▶ _Text under study_
As the disease progressed, Rosenstein said the sparkle in her husband’s eyes turned into a blank stare.
Then, in 2014, something happened. Her husband Irwin, who had been a gifted pianist since childhood, sat down at the piano and began to play. As he played American classics like Fly Me to the Moon, she saw his posture straighten: the sparkle returned to his eyes. The husband she once knew came back, bit by bit, if only briefly.
“I could see this human being resurrected and start to reconnect with his environment,” she said, “just like I had given him a dose of medication.
“Science clearly shows that music is medicine for the mind,” Rosenstein said. “During the act of music making, many cells in our brains are stimulated to release neurotransmitters (feel good chemicals) into the bloodstream. This is the principle upon which MMM, gathers seniors to enjoy singing and making music together, which brings the gift of joy and increased brain function.”
Prior to Nancy Hornish’s Alzheimer’s diagnosis, she and Rudy had led an active life, living in New York City, California and a four-years in San Miguel Allende.
“When we came back from Mexico to be closer to our grandkids, we first moved to Woodland Hills.” Hornish said. But the couple realized they preferred the cooler temperatures of the Westside. When a realtor showed them a Pacific Palisades home with an ocean view, they moved here.
A little over three years ago, Nancy had a stroke and eventually passed away. Grief stricken at the loss of his beloved wife, Hornish found himself alone and depressed.
Carol Rosenstein reached out to him and invited him back to Music Mends Minds for a drum circle. With nothing to lose and a true love for music, he accepted.
Rudy, who began playing piano at age 7, said music has been a constant in his life. He started a dance band/combo in high school and played in college at Notre Dame, where he graduated in 1959.
He continued to attend the MMM drum circles, until one day Rosenstein, asked Hornish if he would like to join their band, The Fifth Dementia, as their piano player.
The first rehearsal Hornish recalled being “blown away.” He said, “to see people who are afflicted with dementia and actually perform is a miracle.” Many members of the band have dementia and other memory loss afflictions. (visit: click here)

▶ _Task set_
A) Decide whether each statement agrees with the article on music and dementia above. Answer yes or no, and quote the words of the article that settle it.
(i) Rudy Hornish graduated from Notre Dame in 1959.
(ii) After returning from Mexico, the Hornishes moved directly to Pacific Palisades.
(iii) Rosenstein asked Hornish to join The Fifth Dementia as its drummer.
B) Write a continuation of the article on music and dementia, starting right after its final sentence.

▶ _Excerpted data_
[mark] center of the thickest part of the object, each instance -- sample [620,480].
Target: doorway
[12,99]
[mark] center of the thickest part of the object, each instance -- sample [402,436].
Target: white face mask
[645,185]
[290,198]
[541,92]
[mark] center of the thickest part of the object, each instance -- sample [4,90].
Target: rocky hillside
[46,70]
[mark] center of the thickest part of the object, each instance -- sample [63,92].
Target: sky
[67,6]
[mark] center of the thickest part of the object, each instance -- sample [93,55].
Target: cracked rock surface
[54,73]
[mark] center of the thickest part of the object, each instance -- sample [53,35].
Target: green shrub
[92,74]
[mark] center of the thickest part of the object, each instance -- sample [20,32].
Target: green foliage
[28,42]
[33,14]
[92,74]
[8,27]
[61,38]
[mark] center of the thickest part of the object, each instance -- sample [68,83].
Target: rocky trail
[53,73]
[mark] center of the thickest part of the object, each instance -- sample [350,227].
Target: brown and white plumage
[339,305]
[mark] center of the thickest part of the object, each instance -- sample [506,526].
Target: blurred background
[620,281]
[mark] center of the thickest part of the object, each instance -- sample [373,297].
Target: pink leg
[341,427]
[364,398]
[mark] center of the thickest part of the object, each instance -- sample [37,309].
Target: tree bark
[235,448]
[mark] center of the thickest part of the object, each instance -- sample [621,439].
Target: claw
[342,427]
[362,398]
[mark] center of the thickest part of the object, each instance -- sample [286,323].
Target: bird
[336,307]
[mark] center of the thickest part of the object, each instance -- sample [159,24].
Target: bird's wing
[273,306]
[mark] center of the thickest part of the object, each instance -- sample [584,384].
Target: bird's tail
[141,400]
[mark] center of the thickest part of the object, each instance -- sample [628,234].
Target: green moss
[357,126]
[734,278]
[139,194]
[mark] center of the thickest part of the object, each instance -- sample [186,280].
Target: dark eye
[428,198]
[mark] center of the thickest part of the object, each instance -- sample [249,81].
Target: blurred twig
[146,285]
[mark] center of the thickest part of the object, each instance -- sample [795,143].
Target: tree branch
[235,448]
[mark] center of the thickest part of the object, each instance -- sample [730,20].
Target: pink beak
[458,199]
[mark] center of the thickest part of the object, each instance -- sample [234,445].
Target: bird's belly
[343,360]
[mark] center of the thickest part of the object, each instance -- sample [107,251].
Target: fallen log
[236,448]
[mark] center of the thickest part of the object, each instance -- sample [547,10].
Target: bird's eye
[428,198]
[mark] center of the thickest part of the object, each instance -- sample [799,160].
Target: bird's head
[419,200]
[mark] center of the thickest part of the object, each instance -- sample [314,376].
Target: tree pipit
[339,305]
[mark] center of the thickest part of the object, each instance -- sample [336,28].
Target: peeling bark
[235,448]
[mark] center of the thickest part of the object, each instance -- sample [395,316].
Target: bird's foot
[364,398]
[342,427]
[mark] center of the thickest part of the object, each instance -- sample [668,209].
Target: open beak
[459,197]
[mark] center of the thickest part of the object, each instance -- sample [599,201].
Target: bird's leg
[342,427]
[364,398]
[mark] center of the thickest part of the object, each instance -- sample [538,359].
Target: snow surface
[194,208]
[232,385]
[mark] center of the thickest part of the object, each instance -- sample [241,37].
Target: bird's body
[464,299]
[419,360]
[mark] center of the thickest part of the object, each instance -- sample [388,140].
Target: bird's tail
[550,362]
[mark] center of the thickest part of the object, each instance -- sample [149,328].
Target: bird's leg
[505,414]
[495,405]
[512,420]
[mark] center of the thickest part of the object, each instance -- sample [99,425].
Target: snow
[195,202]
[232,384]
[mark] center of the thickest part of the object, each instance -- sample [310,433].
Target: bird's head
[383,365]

▶ _Results of the tasks_
A)
(i) Yes: "played in college at Notre Dame, where he graduated in 1959."
(ii) No: "When we came back from Mexico to be closer to our grandkids, we first moved to Woodland Hills."
(iii) No: "asked Hornish if he would like to join their band, The Fifth Dementia, as their piano player."

B)
“Music Transcends memory,” Hornish said. “Music has its own language.”
According to a Foo and Johnson 2017 study (“Music: The Last Thing We Forget”), Musical memories survive even with the onset of dementia because the music memory storage area in the brain is independent from the long-term memory function, and it is also the most resistant to damage from brain shrinkage and lack of glucose.
Rosenstein said, “Seniors with neurodegenerative diseases, are even able to pick up a music instrument they played early in life, dust it off, and get back into the rhythm of life, just like one never forgets how to ride a bike.”
In addition to playing the piano and volunteering for MMM, Rudy Hornish, 85, regularly attends Pilates classes.
He and Nancy had three children: a son who is a Cargo Pilot in Bellingham, Washington, a daughter who is a commercial producer in San Anselmo and a son who is a film editor in South Pasadena.
“Playing for Music Mends Minds and The Fifth Dementia, I feel like I am giving something back,” Hornish said. Now when he’s asked about volunteering, he will tell you, not only will he volunteer his time, but would be “happy” to do so!
FABULOUS!!
Lovely story and a wonderful truth. I belong to a small chorus – all of us over 70. We rehearse every week and give full hour concerts to Senior centers, Memory care units, nursing and retirement homes. We get to share the joy of singing and sharing all kinds of music with others. We see the smiles, we see people suddenly start keeping time with one hand, getting up to dance, singing along. Each of us knows how music eases our own aches and pains and wakes up our brains – a win-win for all of us.